§ **Exercise objective**: Everything from the line containing "The element I'm looking for is the smokestack." through the final line of the listing below should be given again, word for word, and nothing else.

§ **Data shown**:
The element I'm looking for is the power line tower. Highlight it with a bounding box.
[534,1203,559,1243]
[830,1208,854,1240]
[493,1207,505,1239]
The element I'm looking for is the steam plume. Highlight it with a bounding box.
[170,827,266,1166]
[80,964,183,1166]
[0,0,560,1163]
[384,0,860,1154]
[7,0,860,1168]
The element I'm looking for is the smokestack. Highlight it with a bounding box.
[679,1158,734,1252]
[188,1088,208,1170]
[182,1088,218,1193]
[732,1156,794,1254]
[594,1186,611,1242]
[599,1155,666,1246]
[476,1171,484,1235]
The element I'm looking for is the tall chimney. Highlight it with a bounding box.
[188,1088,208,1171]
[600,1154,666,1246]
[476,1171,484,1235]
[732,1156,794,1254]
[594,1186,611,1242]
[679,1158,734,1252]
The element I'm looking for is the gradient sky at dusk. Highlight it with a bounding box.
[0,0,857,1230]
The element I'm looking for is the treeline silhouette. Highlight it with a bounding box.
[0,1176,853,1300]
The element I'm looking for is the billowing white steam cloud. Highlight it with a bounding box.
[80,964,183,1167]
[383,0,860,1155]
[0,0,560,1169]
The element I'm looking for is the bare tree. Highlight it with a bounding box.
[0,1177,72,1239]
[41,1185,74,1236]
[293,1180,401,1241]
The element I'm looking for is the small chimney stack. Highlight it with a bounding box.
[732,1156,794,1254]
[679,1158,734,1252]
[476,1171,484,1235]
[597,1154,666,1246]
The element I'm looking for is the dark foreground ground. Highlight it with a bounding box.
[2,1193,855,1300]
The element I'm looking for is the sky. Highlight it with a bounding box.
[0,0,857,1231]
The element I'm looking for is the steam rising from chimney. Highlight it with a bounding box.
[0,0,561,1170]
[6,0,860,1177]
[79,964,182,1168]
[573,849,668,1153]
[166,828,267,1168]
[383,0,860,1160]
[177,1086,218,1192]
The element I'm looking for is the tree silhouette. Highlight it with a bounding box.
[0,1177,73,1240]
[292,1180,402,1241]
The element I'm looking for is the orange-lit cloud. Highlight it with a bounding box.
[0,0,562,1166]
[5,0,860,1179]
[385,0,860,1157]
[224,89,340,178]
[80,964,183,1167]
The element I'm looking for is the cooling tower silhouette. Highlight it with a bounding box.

§ **Solution to the problem**:
The element I'm looking for is the smokestack. Highlight it with a bounding box.
[679,1158,734,1252]
[188,1088,208,1170]
[182,1088,218,1193]
[732,1156,794,1254]
[594,1186,611,1242]
[599,1155,666,1246]
[476,1171,484,1235]
The element I'm looking for is the tall chimney. Highlight it with a bounding box.
[188,1088,208,1171]
[600,1154,666,1246]
[476,1171,484,1235]
[732,1156,794,1254]
[594,1186,611,1242]
[679,1158,734,1252]
The element I'm looking for is the gradient sky at dusk. Highlight it with a bounding box.
[0,0,857,1230]
The element I'm looking for is the treeline silhouette. Highlight it with a bounding box.
[0,1176,853,1300]
The element I'm looking for is the billowing white steam cloud. Highlight it with a bounding box.
[80,964,183,1167]
[383,0,860,1155]
[0,0,560,1169]
The element I'm looking for is the bare tree. Highlight it with a bounding box.
[0,1177,72,1239]
[41,1185,74,1236]
[293,1180,401,1241]
The element I'm looking for is the small chimney stack. Highlight it with a bounding box.
[732,1156,794,1254]
[679,1158,734,1252]
[476,1171,484,1235]
[597,1154,666,1246]
The element I'm looking for is the dark foreground ground. Highlight it with a bounding box.
[2,1193,855,1300]
The element I'm looking for is the sky. Highlight it with a bounding box.
[0,0,857,1231]
The element I'm looking for is the steam rising from chimney. Highlight it with a bounding box.
[0,0,561,1170]
[6,0,860,1177]
[79,964,182,1168]
[573,849,668,1153]
[166,828,267,1168]
[383,0,860,1160]
[177,1086,218,1192]
The element I'm looking for is the tree silhouette. Highlight it with a bounding box.
[0,1177,73,1240]
[292,1180,402,1241]
The element I'm looking for is the orange-lit cloud. Highlight it with a bounding box.
[0,0,562,1166]
[5,0,860,1179]
[385,0,860,1157]
[224,89,340,178]
[80,964,183,1167]
The element I'm looking for is the cooling tower silhouette. Highlight it with a bounding box.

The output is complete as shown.